- **TEXT**:
Anyway, this is an epic drama based on a supposedly true story (the events apparently happened, it’s just that nobody seems to be quite sure who they actually happened to). Jim Sturgess plays Janusz, a young Pole banished to the Siberian gulag at the height of the Second World War. There he befriends a mixed bag of other prisoners, mostly other political dissidents, and together they decide to make a break for freedom – no small thing, given the lethal hostility of the Siberian wilderness and the immense distances separating them from safety.

Amongst Janusz’s new companions are a grizzled American (Ed Harris) and a brutal Russian criminal (Colin Farrell), while in the course of their journey southward they meet another young Polish refugee, Irina (Saoirse Ronan). Their initial plan to follow the shore of Lake Baikal and cross the border into Mongolia runs into trouble and it becomes clear their only hope of freedom is to try to cross the Gobi desert and the Himalayas, with India as their ultimate goal.

Given the scope of the story and Weir’s track record when it comes to epic, yet engrossing dramas, I went to see The Way Back with high expectations. And it scores in a number of departments – the scenery and photography throughout is stunning, and the performances are honest and convincing.

However, while the scope of the story is stunning, the actual detail of it isn’t that involving. Fatally, some of the members of the escaping group remain rather anonymous until the journey is well underway, and they’re not that well delineated even then. Not a huge amount happens, either in terms of the group’s internal interactions or the things they encounter on the way. (For some reason, the actual escape itself takes place off-screen.) The film devolves into the characters wandering along, worrying about getting lost and finding things to eat and drink, with only the landscape going through any significant change.

None of the pictures from the film were that interesting or funny, so here's a photo of Blake's 7 instead. Hurrah!

- **EXCERPTED DATA**:
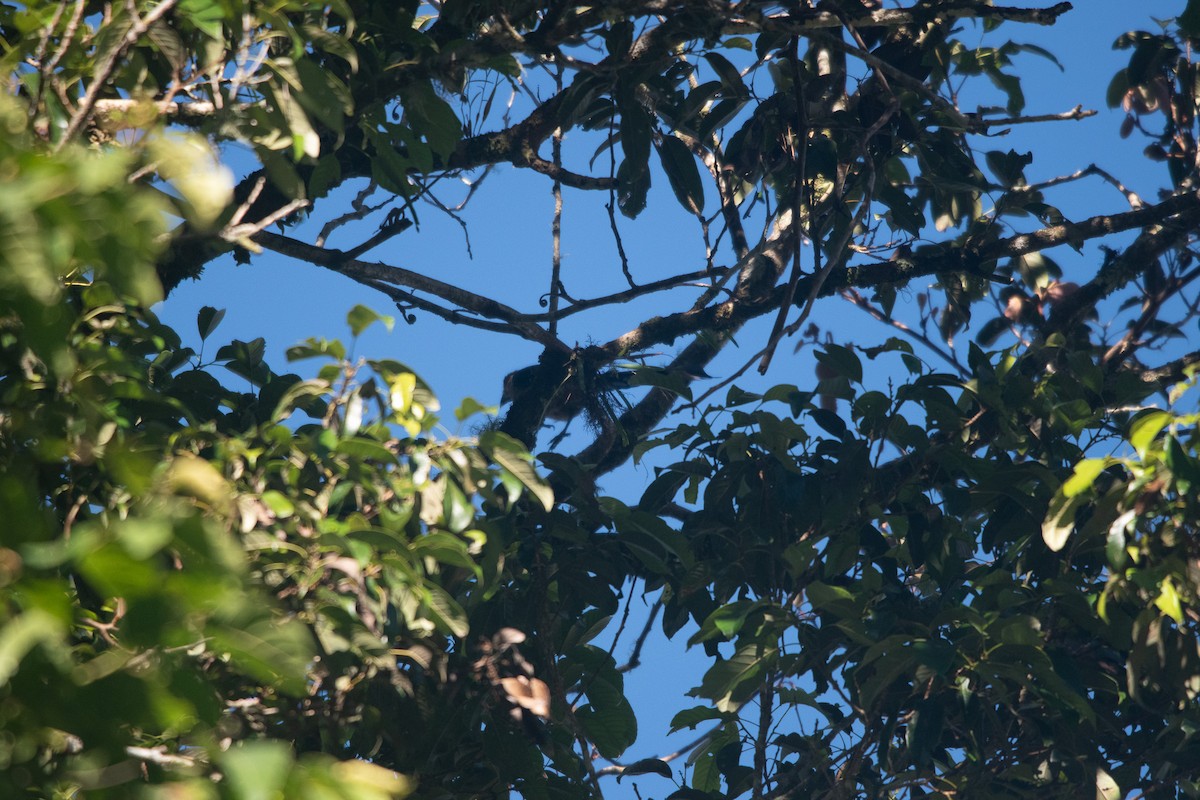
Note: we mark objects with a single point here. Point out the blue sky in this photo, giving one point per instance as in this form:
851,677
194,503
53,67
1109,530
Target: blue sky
509,220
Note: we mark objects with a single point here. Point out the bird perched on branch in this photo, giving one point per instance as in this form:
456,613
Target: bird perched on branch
576,394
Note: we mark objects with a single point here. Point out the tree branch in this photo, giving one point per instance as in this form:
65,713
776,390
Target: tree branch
366,271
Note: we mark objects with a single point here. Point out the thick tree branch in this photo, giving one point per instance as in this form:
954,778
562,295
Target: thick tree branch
370,272
723,320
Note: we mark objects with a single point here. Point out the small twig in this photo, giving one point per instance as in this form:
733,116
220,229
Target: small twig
635,656
862,302
617,769
1077,113
159,756
239,233
556,224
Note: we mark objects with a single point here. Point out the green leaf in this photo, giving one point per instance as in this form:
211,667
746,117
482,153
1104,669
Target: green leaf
208,319
1145,428
1084,475
679,164
1169,602
735,680
843,361
729,74
432,118
1060,521
515,459
257,770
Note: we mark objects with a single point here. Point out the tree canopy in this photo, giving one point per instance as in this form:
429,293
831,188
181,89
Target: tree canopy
961,563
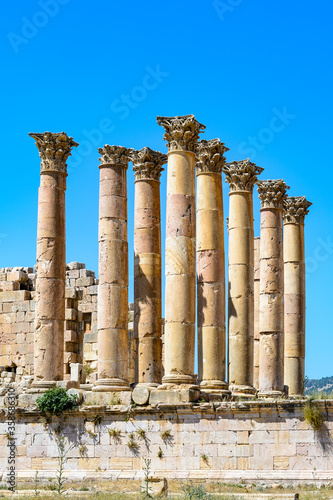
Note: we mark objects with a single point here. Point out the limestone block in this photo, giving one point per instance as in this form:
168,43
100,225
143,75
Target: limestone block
113,262
173,396
210,298
180,306
208,238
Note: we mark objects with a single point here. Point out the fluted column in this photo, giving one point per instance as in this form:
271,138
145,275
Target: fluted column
294,293
54,149
210,266
256,292
147,264
272,194
112,316
182,134
241,177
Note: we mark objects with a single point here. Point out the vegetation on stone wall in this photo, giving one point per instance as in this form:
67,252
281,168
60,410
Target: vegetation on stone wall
56,400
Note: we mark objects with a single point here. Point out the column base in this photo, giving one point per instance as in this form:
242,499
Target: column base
111,385
215,387
244,391
271,394
40,386
179,379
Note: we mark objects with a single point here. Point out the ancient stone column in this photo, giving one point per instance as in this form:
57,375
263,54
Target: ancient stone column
210,267
272,194
54,149
241,177
294,293
182,134
256,293
112,316
147,264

- **SHORT PROBLEM A**: Repeat the part of the film review starting at "Anyway, this is" and ending at "them from safety.".
- **SHORT PROBLEM B**: Turn the paragraph of the film review beginning "Amongst Janusz’s new companions" into a short list that keeps its main facts.
- **SHORT PROBLEM C**: Resume the film review after its last sentence.

- **RESPONSE A**:
Anyway, this is an epic drama based on a supposedly true story (the events apparently happened, it’s just that nobody seems to be quite sure who they actually happened to). Jim Sturgess plays Janusz, a young Pole banished to the Siberian gulag at the height of the Second World War. There he befriends a mixed bag of other prisoners, mostly other political dissidents, and together they decide to make a break for freedom – no small thing, given the lethal hostility of the Siberian wilderness and the immense distances separating them from safety.

- **RESPONSE B**:
- Janusz's companions include a grizzled American (Ed Harris) and a brutal Russian criminal (Colin Farrell).
- On the journey south they meet Irina (Saoirse Ronan), another young Polish refugee.
- Their first plan, following the shore of Lake Baikal and crossing into Mongolia, runs into trouble.
- Their only hope of freedom becomes crossing the Gobi desert and the Himalayas, with India as the final goal.

- **RESPONSE C**:
That said, the movie isn’t cliched and I suspect most people will be surprised at the identities of the characters who fall by the wayside in the course of the trek. It does, however, jump through some startling narrative hoops when it comes to language – initially it’s all in subtitled Russian (fine by me, as it allowed me to check in on the deterioration of my rooski yazik), but abruptly switches to accented English a few minutes in. Fair enough, thought your reviewer, it’s a translation convention… but no! It’s made clear that for some reason the Poles and Russians and other eastern Europeans are all choosing to speak in English throughout most of their journey, which is considerate of them and fortunate for Harris’s character (and the audience). I’m being disingenuous, of course – there are very sound commercial reasons why this film isn’t in a foreign language. Personally I don’t worry that much about verisimilitude, though – but then again I’m not the National Geographic people, who produced this film…

I suspect that may be a bit of a metaphor for the problems with The Way Back – it frets a bit too much about mundane details and in doing so forgets about being appropriately sweeping and epic and moving. This is by no means a bad film, but I didn’t emerge particularly thrilled or uplifted or caring about the characters (though I did emerge with a few ideas for possible future holiday destinations). Not inappropriately given the subject matter, The Way Back is really a bit of a plodder.